*INSTRUCTIONS TO FOLLOW:* Output the listing below, keeping each line exactly as it stands.

*AVAILABLE DATA:*
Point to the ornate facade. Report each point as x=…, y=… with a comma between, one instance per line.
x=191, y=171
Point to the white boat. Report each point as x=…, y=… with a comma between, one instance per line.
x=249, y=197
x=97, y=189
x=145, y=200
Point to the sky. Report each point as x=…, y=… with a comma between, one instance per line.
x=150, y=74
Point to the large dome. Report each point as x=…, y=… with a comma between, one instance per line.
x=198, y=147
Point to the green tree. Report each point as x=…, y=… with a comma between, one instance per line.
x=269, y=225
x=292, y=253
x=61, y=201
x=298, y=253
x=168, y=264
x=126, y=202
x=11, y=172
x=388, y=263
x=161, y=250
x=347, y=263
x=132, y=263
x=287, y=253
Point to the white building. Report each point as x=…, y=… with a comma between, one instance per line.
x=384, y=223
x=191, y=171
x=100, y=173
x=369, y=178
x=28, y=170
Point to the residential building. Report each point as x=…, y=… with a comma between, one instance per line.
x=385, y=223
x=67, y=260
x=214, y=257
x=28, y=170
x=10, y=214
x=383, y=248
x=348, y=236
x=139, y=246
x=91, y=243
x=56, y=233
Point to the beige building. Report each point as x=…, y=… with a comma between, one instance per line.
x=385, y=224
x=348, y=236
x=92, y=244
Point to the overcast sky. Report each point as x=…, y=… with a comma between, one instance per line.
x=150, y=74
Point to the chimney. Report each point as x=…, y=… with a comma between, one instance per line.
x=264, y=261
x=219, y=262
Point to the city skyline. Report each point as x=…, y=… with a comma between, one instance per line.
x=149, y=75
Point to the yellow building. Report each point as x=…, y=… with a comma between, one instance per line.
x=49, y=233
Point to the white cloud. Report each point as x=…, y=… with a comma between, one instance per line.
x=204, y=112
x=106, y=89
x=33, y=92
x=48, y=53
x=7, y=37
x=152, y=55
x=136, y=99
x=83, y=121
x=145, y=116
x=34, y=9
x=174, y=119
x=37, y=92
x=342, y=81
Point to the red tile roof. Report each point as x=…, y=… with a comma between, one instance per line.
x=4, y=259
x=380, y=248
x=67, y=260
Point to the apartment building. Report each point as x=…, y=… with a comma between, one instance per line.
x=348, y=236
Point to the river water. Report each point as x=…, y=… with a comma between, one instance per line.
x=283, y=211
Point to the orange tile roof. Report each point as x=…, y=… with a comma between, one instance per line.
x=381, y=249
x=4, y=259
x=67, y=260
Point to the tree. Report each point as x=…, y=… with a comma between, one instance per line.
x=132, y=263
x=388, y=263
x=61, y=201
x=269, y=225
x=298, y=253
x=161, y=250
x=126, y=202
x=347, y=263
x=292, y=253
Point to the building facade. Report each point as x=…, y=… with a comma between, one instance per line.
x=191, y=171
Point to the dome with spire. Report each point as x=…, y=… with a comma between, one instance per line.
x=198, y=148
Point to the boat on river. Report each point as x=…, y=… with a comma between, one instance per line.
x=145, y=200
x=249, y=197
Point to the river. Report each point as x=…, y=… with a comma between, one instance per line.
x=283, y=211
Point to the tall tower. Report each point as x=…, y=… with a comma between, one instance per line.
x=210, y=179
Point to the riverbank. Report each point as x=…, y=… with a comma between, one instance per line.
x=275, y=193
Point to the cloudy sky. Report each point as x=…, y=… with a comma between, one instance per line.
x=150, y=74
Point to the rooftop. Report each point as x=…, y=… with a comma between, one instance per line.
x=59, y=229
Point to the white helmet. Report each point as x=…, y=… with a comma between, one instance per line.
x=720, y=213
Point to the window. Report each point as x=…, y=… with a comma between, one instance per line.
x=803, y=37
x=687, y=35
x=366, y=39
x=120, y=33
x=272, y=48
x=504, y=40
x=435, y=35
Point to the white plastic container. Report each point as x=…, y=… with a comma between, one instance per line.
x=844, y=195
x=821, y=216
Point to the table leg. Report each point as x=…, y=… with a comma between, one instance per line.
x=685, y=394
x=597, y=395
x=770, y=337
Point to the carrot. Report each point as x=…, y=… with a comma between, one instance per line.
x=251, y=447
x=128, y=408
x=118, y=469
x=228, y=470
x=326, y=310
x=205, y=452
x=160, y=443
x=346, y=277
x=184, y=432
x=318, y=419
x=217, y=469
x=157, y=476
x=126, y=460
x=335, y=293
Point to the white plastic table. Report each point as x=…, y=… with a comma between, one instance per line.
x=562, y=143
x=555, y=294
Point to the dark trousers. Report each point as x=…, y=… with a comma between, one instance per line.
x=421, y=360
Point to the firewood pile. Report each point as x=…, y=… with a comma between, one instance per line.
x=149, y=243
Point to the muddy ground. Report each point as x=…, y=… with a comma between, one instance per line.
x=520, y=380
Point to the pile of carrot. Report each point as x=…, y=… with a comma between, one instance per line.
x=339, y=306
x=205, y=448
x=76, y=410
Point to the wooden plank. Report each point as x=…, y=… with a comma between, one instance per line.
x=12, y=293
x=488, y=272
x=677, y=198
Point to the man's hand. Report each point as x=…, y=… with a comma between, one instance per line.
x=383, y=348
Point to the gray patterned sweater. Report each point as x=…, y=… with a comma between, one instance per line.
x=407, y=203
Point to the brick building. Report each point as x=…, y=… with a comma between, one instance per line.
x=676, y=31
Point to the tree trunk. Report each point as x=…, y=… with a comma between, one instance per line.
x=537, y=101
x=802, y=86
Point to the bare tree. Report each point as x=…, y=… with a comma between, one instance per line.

*RESULT FOR THIS TASK:*
Point to the ornate facade. Report each point as x=…, y=… with a comma between, one instance per line.
x=191, y=171
Point to the white boat. Report each point as x=…, y=… with a comma between, one instance per line.
x=249, y=197
x=97, y=189
x=145, y=200
Point to the sky. Report each point as x=…, y=… with a comma between, one instance per line.
x=150, y=74
Point to the large dome. Report each point as x=…, y=… with a comma between, one instance per line.
x=198, y=147
Point to the green tree. Report each point as x=…, y=… with a comma between, one instance per line.
x=269, y=225
x=292, y=253
x=61, y=201
x=298, y=253
x=168, y=264
x=126, y=202
x=11, y=172
x=388, y=263
x=161, y=250
x=347, y=263
x=132, y=263
x=287, y=253
Point to the white building. Report each point as x=…, y=… with a comma between, one instance per line.
x=384, y=223
x=191, y=171
x=100, y=173
x=369, y=178
x=28, y=170
Point to the residential building. Report each point as x=…, y=… with a comma between, one instance per line.
x=385, y=223
x=67, y=260
x=214, y=257
x=28, y=170
x=10, y=214
x=383, y=248
x=348, y=236
x=139, y=246
x=91, y=243
x=56, y=233
Point to the beige building. Report each point as x=…, y=… with a comma between, one instance per line.
x=385, y=224
x=348, y=236
x=92, y=244
Point to the overcast sky. Report each point as x=…, y=… with a comma between, one instance per line.
x=150, y=74
Point to the chimney. Report each point as x=…, y=… with a comma between, one instance per line.
x=264, y=261
x=219, y=262
Point to the city skyline. Report each point as x=…, y=… with a comma between, one instance per line.
x=149, y=75
Point to the yellow building. Report each point as x=…, y=… with a comma between, one instance per line.
x=49, y=233
Point to the white cloud. Report each point as x=…, y=… with a comma between, one instance per line.
x=204, y=112
x=106, y=89
x=33, y=92
x=48, y=53
x=7, y=37
x=152, y=55
x=136, y=99
x=83, y=121
x=145, y=116
x=34, y=9
x=174, y=119
x=37, y=92
x=342, y=81
Point to the red tile roof. Report each point as x=…, y=… with a comma between, one instance per line.
x=4, y=259
x=380, y=248
x=67, y=260
Point to the apartment building. Report each point as x=…, y=… with a comma between, one instance per line.
x=348, y=236
Point to the river water. Report each point as x=…, y=… with a comma between, one instance per line.
x=283, y=211
Point to the orange tile roof. Report each point as x=…, y=… with a comma between, one instance per line.
x=381, y=249
x=4, y=259
x=67, y=260
Point to the tree. Report each point as x=…, y=… with a comma between, one instance per line.
x=132, y=263
x=388, y=263
x=61, y=201
x=269, y=225
x=298, y=253
x=161, y=250
x=126, y=202
x=347, y=263
x=292, y=253
Point to the building facade. Report each point as x=…, y=… with a comma between, one instance per line.
x=191, y=171
Point to the dome with spire. Report each point as x=…, y=… with a comma between, one instance per line.
x=198, y=148
Point to the boat on river. Report each point as x=…, y=… with a comma between, one instance per line.
x=145, y=200
x=249, y=197
Point to the river. Report each point as x=…, y=… with a comma between, one instance per line.
x=283, y=211
Point to the tall tower. Report each point as x=…, y=… with a comma between, one instance per line.
x=210, y=179
Point to the riverbank. Report each point as x=…, y=… with a comma between, one instance per line.
x=275, y=193
Point to the cloudy sky. Report each point as x=…, y=… with a comma between, one instance per line.
x=150, y=74
Point to the rooftop. Report each point as x=…, y=… with a comma between, one instance per line.
x=59, y=229
Point to the white helmet. Report each point as x=…, y=… with a comma between, one instance per line.
x=720, y=213
Point to the window. Report each point as x=…, y=… with a comma between, one instance per line.
x=803, y=37
x=687, y=35
x=366, y=39
x=120, y=33
x=272, y=48
x=504, y=40
x=435, y=35
Point to the white plastic container. Report each point as x=…, y=… with a comma between, one instance per line.
x=844, y=195
x=821, y=216
Point to the table leg. Report each point as x=…, y=… with a comma between, one instance per line.
x=685, y=394
x=597, y=395
x=770, y=337
Point to the carrot. Report each point as x=…, y=… with a comma between, one instance per line.
x=251, y=447
x=128, y=408
x=118, y=469
x=228, y=470
x=326, y=310
x=205, y=452
x=160, y=443
x=346, y=277
x=184, y=432
x=318, y=419
x=217, y=469
x=157, y=476
x=126, y=460
x=335, y=293
Point to the white plastic table. Report each point as x=…, y=… with a comma between, one instance per line.
x=562, y=143
x=555, y=294
Point to the dark trousers. Report each point as x=…, y=… with a comma between, one instance per line.
x=421, y=360
Point to the firewood pile. Report each point as x=…, y=… with a comma between, one instance per line.
x=149, y=243
Point to the muddy ground. Report each point as x=…, y=… with a comma between, one instance per line.
x=520, y=380
Point to the pile of carrot. Report each point as x=…, y=… with a comma between, one instance per line.
x=339, y=306
x=205, y=448
x=76, y=410
Point to the wooden plank. Report each point as x=…, y=… with a comma between, one instance per line.
x=12, y=293
x=488, y=272
x=677, y=198
Point to the man's hand. Report each point as x=…, y=… with a comma between, one instance per line.
x=383, y=348
Point to the gray patterned sweater. Report each point as x=…, y=… with a comma between, one instance per line.
x=407, y=203
Point to the brick building. Report each point as x=…, y=… with a comma between, one instance per line.
x=676, y=31
Point to the tree trunk. Report each point as x=…, y=… with a comma between, one instance per line.
x=537, y=101
x=802, y=86
Point to the bare tree. Report each point as x=…, y=… with a comma between, one instance per line.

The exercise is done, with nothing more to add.